■ **TEXTO SELECIONADO**:
::::::::::

No tocante ao direito societário, o fortalecimento das empresas e a segurança da continuação de suas atividades se dará segundo um processo de economia interna vertical, ou seja, desde o acesso às matérias primas, passando-se por todas as etapas da produção, até se chegar ao produto final, a ser colocado nas mãos dos destinatários. Esse mecanismo de concentração se dará por meio do recurso aos institutos de trocas de controle, de aquisição de empresas ou de associação entre elas, de fusão, de incorporação e de eventuais cisões objetivando uma especialização operacional (no esquema das chamadas operações de M&A). E problemas novos surgirão a cada momento, entre eles o do pagamento das obrigações e da performance desses acordos.
Dentro do cenário acima, claramente estarão deflagrados processos de concentração empresarial que poderão interferir na livre concorrência, devendo ser chamado o direito concorrencial para a solução das questões pertinentes. Ora, certamente se colocará a necessidade de grande fortalecimento das empresas para poderem enfrentar os desafios à sua frente no caminho da desglobalização e da adoção de uma política de produção vertical, sendo o caso de se indagar se o direito concorrencial tem à sua disposição ferramentas adequadas ao atendimento de tais necessidades, resultado de uma situação excepcional, que não foi escolhida e muito menos deflagradas por aquelas, que foram apanhadas contra a sua vontade nas ondas de um grande tsunami.
O instrumento mais importante para a consecução dos objetivos das empresas será o recurso direito contratual, referente aos mais variados tipos de contratos, sejam eles os já conhecidos e legislados (nominados ou típicos), sejam os que venha a ser adredemente criados pela vontade das partes, no exercício pleno sua autonomia privada (inominados ou atípicos), na busca de novas soluções para novos problemas. Veja-se que, tal como aconteceu com o surgimento da pandemia do covid-19 há dois anos, milhares de contratos então em vigor foram negativamente afetados, tendo havido fortíssima judicialização de demandas sobre diversos aspectos do seu não cumprimento. A causa aqui é outra, mas muitos dos efeitos serão os mesmos.

::::::::::

Dados de localização com um ponto por ocorrência
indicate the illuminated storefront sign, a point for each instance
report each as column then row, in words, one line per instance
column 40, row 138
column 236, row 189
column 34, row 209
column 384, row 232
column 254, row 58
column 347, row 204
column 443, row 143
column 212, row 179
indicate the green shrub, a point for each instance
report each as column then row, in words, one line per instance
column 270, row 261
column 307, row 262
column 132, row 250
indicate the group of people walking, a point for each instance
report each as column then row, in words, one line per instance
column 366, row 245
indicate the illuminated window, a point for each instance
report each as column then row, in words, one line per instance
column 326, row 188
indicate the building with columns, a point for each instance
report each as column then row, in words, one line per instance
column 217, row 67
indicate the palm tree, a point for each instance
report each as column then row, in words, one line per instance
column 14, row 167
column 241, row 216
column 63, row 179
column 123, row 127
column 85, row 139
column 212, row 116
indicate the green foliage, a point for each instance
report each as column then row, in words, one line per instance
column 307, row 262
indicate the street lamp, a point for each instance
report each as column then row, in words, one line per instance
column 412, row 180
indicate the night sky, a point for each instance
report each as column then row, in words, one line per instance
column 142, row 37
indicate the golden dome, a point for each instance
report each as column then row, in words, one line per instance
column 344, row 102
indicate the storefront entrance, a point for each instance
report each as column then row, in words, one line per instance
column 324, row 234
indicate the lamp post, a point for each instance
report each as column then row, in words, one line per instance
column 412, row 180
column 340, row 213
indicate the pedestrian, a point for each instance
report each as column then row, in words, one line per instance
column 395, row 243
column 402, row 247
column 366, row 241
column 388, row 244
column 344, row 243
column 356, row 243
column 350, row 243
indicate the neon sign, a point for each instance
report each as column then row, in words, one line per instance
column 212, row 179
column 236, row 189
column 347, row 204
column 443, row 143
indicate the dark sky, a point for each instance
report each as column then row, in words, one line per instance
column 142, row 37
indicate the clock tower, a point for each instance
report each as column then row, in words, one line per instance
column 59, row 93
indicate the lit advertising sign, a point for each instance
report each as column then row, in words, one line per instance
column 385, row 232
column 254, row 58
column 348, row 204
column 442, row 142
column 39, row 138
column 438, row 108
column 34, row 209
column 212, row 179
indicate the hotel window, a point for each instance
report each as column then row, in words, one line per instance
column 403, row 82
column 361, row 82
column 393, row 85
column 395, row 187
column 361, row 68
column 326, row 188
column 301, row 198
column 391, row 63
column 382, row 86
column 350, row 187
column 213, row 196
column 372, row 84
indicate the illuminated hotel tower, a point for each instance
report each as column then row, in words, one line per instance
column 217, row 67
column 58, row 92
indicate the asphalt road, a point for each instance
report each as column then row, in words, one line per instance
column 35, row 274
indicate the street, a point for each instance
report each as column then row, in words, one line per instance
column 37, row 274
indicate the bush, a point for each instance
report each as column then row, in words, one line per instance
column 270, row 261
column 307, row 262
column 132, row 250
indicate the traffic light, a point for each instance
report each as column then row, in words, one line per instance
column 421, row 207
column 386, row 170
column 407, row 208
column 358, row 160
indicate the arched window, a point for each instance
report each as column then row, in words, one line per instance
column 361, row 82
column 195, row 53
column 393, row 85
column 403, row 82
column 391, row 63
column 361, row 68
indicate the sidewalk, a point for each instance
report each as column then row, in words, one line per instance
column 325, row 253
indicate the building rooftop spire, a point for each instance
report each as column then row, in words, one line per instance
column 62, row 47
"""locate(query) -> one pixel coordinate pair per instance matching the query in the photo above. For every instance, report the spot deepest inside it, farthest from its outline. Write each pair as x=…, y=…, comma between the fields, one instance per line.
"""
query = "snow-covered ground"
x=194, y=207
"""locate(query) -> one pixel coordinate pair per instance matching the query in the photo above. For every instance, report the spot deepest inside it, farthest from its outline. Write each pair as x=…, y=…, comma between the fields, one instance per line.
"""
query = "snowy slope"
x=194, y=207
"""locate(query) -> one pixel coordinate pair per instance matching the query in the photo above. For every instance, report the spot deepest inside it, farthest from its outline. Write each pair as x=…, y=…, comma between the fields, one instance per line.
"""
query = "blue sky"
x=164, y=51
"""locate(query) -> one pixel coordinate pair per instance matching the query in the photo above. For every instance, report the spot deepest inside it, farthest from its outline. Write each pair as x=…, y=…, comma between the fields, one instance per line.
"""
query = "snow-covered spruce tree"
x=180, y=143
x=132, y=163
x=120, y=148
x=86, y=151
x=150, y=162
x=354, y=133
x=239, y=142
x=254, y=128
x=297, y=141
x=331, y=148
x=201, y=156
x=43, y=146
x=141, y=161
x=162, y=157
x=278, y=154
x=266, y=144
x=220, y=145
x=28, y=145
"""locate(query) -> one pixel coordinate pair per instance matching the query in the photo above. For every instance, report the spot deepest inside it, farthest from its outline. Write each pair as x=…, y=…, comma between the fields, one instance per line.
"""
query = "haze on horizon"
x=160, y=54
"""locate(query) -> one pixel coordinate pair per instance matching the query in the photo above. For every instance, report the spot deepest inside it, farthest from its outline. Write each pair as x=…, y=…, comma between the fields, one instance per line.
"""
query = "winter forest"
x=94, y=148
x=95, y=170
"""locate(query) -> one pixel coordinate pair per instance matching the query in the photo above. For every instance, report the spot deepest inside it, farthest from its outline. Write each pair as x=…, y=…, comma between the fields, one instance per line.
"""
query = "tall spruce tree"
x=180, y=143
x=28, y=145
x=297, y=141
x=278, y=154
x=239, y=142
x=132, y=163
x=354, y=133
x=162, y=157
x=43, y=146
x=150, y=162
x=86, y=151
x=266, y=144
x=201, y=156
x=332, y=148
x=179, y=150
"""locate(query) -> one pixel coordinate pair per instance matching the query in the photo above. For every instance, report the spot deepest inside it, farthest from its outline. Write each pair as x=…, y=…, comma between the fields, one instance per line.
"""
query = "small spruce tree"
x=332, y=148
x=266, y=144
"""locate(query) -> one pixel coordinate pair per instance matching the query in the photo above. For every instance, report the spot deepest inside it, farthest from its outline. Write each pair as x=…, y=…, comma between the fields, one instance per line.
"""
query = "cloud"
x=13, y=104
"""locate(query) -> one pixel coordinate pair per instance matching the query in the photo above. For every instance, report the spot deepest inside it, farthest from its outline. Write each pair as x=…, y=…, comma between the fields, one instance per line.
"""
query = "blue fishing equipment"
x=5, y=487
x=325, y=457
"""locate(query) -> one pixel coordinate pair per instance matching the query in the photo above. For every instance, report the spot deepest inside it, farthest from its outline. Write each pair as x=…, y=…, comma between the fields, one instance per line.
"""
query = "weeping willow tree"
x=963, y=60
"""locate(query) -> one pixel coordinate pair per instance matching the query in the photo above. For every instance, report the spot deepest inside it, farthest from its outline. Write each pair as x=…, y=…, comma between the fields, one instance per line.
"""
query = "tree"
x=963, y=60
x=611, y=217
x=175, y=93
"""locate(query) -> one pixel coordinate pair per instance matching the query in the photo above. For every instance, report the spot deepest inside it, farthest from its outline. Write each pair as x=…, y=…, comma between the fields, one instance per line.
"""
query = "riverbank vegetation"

::::::::::

■ **ENUNCIADO**: Transcreva, palavra por palavra, a passagem do texto sobre concentração de empresas que vai de "No tocante ao" a "performance desses acordos.".

■ **RESOLUÇÃO**:
No tocante ao direito societário, o fortalecimento das empresas e a segurança da continuação de suas atividades se dará segundo um processo de economia interna vertical, ou seja, desde o acesso às matérias primas, passando-se por todas as etapas da produção, até se chegar ao produto final, a ser colocado nas mãos dos destinatários. Esse mecanismo de concentração se dará por meio do recurso aos institutos de trocas de controle, de aquisição de empresas ou de associação entre elas, de fusão, de incorporação e de eventuais cisões objetivando uma especialização operacional (no esquema das chamadas operações de M&A). E problemas novos surgirão a cada momento, entre eles o do pagamento das obrigações e da performance desses acordos.